* TASK PROMPT: Reproduce each of the records below word for word, changing nothing.
— start RECORDS FOR PROCESSING —
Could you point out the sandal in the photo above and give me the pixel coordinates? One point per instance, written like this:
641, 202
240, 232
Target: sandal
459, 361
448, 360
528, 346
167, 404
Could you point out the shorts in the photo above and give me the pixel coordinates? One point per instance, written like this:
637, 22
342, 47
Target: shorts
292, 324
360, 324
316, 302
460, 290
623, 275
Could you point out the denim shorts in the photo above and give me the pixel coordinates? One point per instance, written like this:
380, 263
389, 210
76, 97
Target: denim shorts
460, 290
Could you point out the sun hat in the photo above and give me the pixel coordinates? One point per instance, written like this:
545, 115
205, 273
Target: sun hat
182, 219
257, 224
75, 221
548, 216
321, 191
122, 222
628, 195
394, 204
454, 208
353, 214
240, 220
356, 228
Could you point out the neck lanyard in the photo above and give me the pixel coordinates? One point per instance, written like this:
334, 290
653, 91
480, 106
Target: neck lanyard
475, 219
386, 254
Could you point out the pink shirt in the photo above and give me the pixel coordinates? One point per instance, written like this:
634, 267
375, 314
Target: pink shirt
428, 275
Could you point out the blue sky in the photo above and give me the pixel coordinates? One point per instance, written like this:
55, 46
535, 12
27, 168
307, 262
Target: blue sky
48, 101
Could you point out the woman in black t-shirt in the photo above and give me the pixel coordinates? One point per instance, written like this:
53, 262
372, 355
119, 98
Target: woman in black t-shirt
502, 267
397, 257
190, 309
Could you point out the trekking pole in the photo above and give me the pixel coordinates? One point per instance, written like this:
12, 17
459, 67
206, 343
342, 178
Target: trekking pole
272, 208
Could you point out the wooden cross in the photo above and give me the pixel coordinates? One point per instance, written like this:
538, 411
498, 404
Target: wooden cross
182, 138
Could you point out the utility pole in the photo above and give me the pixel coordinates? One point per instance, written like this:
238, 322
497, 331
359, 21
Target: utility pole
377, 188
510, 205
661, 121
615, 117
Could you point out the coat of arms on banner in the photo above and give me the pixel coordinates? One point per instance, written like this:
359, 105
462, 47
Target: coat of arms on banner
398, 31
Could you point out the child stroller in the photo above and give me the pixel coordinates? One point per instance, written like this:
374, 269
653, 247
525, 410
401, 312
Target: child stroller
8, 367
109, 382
— end RECORDS FOR PROCESSING —
* THE SOLUTION:
Could you point out the sandal in the photo above and give me the pixel coordinates? One point per instance, written like this:
641, 202
240, 232
Target: sandal
459, 361
448, 360
528, 346
167, 404
Could you point out the shorts in the photo above and give me the pixel coordinates? One point per instance, written like this:
637, 22
342, 47
Target: shorts
292, 324
360, 324
316, 302
460, 290
623, 275
Could you point out the denim shorts in the photo above and give me the pixel coordinates? One point per instance, written like this:
380, 263
389, 210
76, 97
Target: denim shorts
460, 290
Could you point out the sun hat in the photo above and give me the pixel coordinates? One point per instance, written like this:
545, 115
205, 273
Target: sun hat
182, 219
257, 224
75, 221
548, 216
321, 191
122, 222
628, 195
394, 204
454, 208
353, 214
240, 220
356, 228
Could you point out the neck lanyard in the photo above and give me the pixel coordinates? One point per instance, written like this:
334, 290
653, 91
480, 106
Target: neck lanyard
475, 219
386, 254
Could you point out the pink shirt in the photo above and give me the pixel coordinates? One point per instance, written like this:
634, 267
375, 314
Target: pink shirt
428, 275
Could you point out the blue sky in the photo above and give me the pixel coordinates? One point per instance, written like this:
55, 46
535, 12
27, 168
307, 262
Target: blue sky
48, 101
Could you point out the woman in black t-shirt in the photo above and give me the pixel coordinates? One point per instance, written like this:
53, 262
372, 355
119, 98
Target: woman in black t-shirt
502, 267
397, 257
190, 309
Could you point out the trekking pole in the photo above and give me the pixel coordinates? One point per instance, written like this:
12, 17
459, 67
206, 343
342, 178
Target: trekking pole
272, 208
Could you point out the wooden cross in the photo above and give me the pixel coordinates? One point per instance, written like this:
538, 411
498, 404
Target: wooden cross
182, 138
Could you point out the utility pole in the photo above and give me the pixel coordinates? One point per instance, written like this:
238, 322
497, 331
359, 21
Target: utility pole
377, 188
510, 205
661, 121
615, 117
Could you point out the coat of arms on banner in the photo above and give me the pixel coordinates? One point per instance, written like this:
359, 105
462, 47
Target: coat of arms on banner
398, 31
Could you point out the child stroller in the photo above and give me the pixel coordinates? One point per instance, written like this:
374, 269
653, 247
525, 410
401, 312
Target: child stroller
8, 367
109, 382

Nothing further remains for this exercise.